SET TASK.
Each of the entries should be retyped precisely as it appears.

LISTED ENTRIES.

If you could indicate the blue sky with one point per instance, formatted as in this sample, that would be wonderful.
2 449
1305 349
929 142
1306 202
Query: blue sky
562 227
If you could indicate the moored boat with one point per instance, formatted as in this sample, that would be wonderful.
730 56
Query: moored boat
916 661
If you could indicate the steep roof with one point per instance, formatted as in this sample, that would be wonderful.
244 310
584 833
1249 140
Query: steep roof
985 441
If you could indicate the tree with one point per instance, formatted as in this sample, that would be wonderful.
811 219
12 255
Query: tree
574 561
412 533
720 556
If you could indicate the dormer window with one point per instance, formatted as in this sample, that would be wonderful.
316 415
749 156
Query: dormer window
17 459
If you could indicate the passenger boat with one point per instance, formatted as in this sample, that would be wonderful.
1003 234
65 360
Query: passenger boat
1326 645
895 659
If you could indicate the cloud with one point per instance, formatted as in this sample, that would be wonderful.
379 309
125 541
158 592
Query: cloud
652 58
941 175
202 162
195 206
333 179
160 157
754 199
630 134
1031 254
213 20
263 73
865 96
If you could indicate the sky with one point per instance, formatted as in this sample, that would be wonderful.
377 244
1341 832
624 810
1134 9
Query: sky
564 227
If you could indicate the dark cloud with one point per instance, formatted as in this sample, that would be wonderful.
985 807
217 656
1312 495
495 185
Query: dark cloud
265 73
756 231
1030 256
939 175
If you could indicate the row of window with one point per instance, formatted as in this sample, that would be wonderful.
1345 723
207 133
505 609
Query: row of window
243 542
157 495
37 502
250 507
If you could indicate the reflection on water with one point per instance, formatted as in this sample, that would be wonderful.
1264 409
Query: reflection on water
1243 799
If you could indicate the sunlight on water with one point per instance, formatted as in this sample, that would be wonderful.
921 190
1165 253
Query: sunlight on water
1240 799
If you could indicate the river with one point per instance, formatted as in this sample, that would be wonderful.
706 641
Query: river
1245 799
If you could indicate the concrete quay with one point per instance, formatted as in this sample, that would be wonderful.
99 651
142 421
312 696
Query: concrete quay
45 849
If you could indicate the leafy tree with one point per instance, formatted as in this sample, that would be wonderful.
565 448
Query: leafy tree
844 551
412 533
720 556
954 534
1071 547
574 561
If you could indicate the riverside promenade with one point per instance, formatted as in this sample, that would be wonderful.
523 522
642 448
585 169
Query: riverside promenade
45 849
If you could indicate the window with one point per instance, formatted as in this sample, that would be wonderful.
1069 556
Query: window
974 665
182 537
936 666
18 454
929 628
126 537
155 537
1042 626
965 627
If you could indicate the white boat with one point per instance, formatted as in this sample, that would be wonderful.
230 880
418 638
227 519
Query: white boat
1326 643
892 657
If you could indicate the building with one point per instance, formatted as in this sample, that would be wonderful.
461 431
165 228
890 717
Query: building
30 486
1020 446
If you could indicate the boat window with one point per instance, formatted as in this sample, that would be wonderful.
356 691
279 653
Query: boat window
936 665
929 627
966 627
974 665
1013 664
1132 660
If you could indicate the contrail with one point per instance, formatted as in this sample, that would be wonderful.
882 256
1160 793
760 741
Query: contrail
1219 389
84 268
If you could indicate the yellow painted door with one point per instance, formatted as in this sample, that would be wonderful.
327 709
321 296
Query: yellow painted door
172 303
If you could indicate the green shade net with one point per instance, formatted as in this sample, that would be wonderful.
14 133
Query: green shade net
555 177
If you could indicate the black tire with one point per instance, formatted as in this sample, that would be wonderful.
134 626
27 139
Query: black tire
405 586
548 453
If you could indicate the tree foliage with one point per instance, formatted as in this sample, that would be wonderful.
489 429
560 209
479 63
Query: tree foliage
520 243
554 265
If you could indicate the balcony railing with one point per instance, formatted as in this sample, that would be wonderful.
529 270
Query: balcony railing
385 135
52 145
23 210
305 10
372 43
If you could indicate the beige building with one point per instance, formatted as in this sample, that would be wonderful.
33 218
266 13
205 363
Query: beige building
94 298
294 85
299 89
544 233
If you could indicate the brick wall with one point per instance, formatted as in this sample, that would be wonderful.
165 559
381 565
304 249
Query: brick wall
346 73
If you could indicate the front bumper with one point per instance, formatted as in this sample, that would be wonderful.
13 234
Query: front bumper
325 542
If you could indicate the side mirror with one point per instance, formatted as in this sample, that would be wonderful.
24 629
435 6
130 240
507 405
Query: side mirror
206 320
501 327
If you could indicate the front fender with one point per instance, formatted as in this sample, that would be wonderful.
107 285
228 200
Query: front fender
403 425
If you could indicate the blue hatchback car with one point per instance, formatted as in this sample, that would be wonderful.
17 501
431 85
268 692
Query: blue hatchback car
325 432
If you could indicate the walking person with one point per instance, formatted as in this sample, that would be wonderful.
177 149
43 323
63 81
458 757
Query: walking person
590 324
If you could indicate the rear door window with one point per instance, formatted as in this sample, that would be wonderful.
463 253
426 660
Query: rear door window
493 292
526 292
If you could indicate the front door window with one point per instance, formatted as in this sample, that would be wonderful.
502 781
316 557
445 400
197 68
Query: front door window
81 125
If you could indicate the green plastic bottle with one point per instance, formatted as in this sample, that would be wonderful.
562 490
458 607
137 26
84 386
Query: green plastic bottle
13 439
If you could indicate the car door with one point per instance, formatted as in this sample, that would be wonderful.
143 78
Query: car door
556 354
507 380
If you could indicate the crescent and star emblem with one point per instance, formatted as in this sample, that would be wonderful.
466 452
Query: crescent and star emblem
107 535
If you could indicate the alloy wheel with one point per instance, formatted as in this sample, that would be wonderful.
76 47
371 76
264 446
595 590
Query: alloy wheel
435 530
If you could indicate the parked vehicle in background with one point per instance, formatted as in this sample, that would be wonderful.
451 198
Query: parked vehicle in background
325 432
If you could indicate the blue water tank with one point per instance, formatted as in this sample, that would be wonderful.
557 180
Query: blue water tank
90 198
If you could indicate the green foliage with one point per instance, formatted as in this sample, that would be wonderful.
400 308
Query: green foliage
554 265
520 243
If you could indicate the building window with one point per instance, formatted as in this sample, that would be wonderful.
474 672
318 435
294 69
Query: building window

COMPLETE ANSWER.
If you could indicate the blue sky with one point per instance, formatted as in this sample, that would be wonderful.
2 449
1305 349
929 142
1306 202
Query: blue sky
562 227
If you could indicate the moored boat with one point per instance, formatted as in this sample, that would be wonderful.
730 56
Query: moored boat
916 661
If you could indicate the steep roof with one point per instance, formatted as in this sample, that would be wonderful.
244 310
584 833
1249 140
Query: steep roof
985 441
If you could indicate the tree with one point per instance, formatted as in this sample, that would be wonderful.
811 219
12 255
Query: tree
574 561
412 533
720 556
If you could indicate the dormer window with one point per instance, formatted as in this sample, that would be wonderful.
316 415
749 156
Query: dormer window
17 459
If you could indicate the passenger boat with one point per instance, formatted as in this sample, that would be wonderful.
1003 234
65 360
Query: passenger boat
1326 645
895 659
If you could indicate the cloud with one point per instance, formatted as in this sample, that would be wonderful.
379 309
125 541
158 592
Query: cloud
652 58
941 175
202 162
195 206
333 179
160 157
754 199
630 134
1031 254
213 20
263 73
865 96
If you could indicate the sky with one point per instance, formatted as in this sample, that would be wonderful.
377 244
1341 832
624 810
1134 9
Query: sky
564 227
If you could indicate the dark cloud with one point per instance, formatted as in this sample, that would be wonderful.
985 807
217 656
1312 495
495 185
Query: dark cloud
265 73
756 231
1030 256
939 175
If you could indicate the row of window with one point per instance, formatted as in this sample, that would be wonderful.
1345 723
207 133
505 609
Query: row of window
243 542
157 495
37 502
250 507
If you could indicate the reflection on water with one point per instance, formatted as in this sample, that would be wonderful.
1264 409
Query: reflection on water
1243 799
If you could indicate the sunlight on water with one point per instance, formatted as in this sample, that would be wonderful.
921 190
1165 253
Query: sunlight on water
1240 799
If you could indicate the river with one point per instance, formatted as in this sample, that would be wonderful.
706 641
Query: river
1245 799
If you could indicate the concrete quay with one point per instance, formatted as in this sample, that would be wonderful.
99 651
142 421
312 696
Query: concrete quay
45 849
If you could indicate the leafy tree with one point per instance, formatted as in this sample, that would be wonderful.
565 448
Query: leafy tree
844 551
412 533
720 556
954 534
1071 547
574 561
If you could indicate the riverside promenade with one point per instance, formatted as in this sample, that would be wonderful.
523 522
642 448
585 169
Query: riverside promenade
45 849
If you could indicate the window with one point per instance, formatted as in this sample, that would be wonderful.
1069 556
Query: window
974 665
182 537
936 666
18 454
929 628
126 537
155 537
1042 626
965 627
If you could indicate the white boat with one point per instance, formatted as in this sample, that would be wonderful.
230 880
418 638
227 519
Query: white boat
1326 643
892 657
If you could indicate the building with one point per instance, formatted as in this sample, that would be wonderful.
461 431
165 228
890 717
Query: building
30 486
1020 446
If you could indicate the boat window with one point per instance, formatted as in this sample, that would be wonderful.
356 691
279 653
Query: boat window
936 665
929 627
966 627
974 665
1013 664
1132 660
If you could indicate the contrail with one point per instance, formatted as in this sample, that would be wonderful.
882 256
1160 793
760 741
Query: contrail
1219 389
84 268
If you could indicate the yellow painted door with one point per instance, formatted as in this sample, that would be wonderful.
327 709
321 296
Query: yellow painted door
172 303
If you could indicate the green shade net with one point per instance, formatted as in this sample, that would be wonderful.
14 133
Query: green shade net
555 177
If you could indicate the black tire with one point per instance, formatted as in this sample, that would be wonderful.
134 626
27 139
Query: black tire
405 586
548 453
If you could indicate the tree foliage with one point per instance, formatted as in this sample, that would be wonderful.
489 429
560 209
479 63
Query: tree foliage
520 243
554 265
If you could indicate the balcony railing with one point per instance, formatted as in this sample, that would be wonderful.
529 270
Query: balcony railing
385 135
52 145
23 210
305 10
372 43
If you could indicate the beige building with one point per instance, formatted as in this sample, that would be wonderful.
33 218
266 13
205 363
Query: beige building
94 298
294 85
299 89
544 233
If you could indicate the brick wall with one point per instance, formatted as in this sample, that would be wonderful.
165 559
381 565
304 249
Query: brick wall
346 73
If you could indicate the front bumper with one point per instance, formatted as in this sample, that would be wonderful.
13 234
Query: front bumper
325 542
If you could indicate the side mirror with one point per instance, formatted as in this sample, that would be wonderful.
24 629
435 6
130 240
507 405
Query: side mirror
206 320
501 327
If you could indicate the front fender with one point per instance, formatted as in this sample, that would be wonderful.
107 285
228 200
Query: front fender
403 425
If you could indicate the blue hatchback car with one point per instance, formatted as in this sample, that would be wonderful.
17 501
431 85
268 692
Query: blue hatchback car
325 432
If you could indicate the walking person with one point per instance, formatted as in this sample, that would be wonderful.
177 149
43 323
63 81
458 757
Query: walking person
590 324
If you could indicate the rear door window with one point per instance, formatted as in this sample, that would be wonderful.
463 253
426 660
Query: rear door window
493 292
526 292
If you could indicate the front door window with one point per instance, formatted as in this sample, that would be wonderful.
502 781
316 557
445 400
197 68
Query: front door window
81 125
If you could indicate the green plastic bottle with one point per instance, formatted as in this sample, that would be wonderful.
562 490
458 607
137 26
84 386
Query: green plastic bottle
13 439
If you could indicate the car door with one point per instance, formatted as in this sample, that would be wonderful.
143 78
Query: car door
556 354
507 380
If you could indicate the crescent and star emblem with one point per instance, formatted as in this sample, that would be wonderful.
466 452
Query: crescent and star emblem
107 535
If you could indicate the alloy wheel with one point per instance, formatted as in this sample, that would be wonderful.
76 47
371 76
264 446
595 590
Query: alloy wheel
435 530
If you could indicate the parked vehicle in background with one point per instance, formatted as in this sample, that would be wonderful.
451 198
Query: parked vehicle in background
325 432
If you could indicate the blue water tank with one point per instance, formatted as in this sample, that would be wonderful.
557 180
Query: blue water tank
90 198
If you could indicate the green foliage with one point per instance, formatted as in this sample, that would be wonderful.
400 308
Query: green foliage
554 265
520 243
If you could indicate the building window with one point per instance, formatted as in this sample, that would be wonderful.
474 672
318 435
294 69
Query: building window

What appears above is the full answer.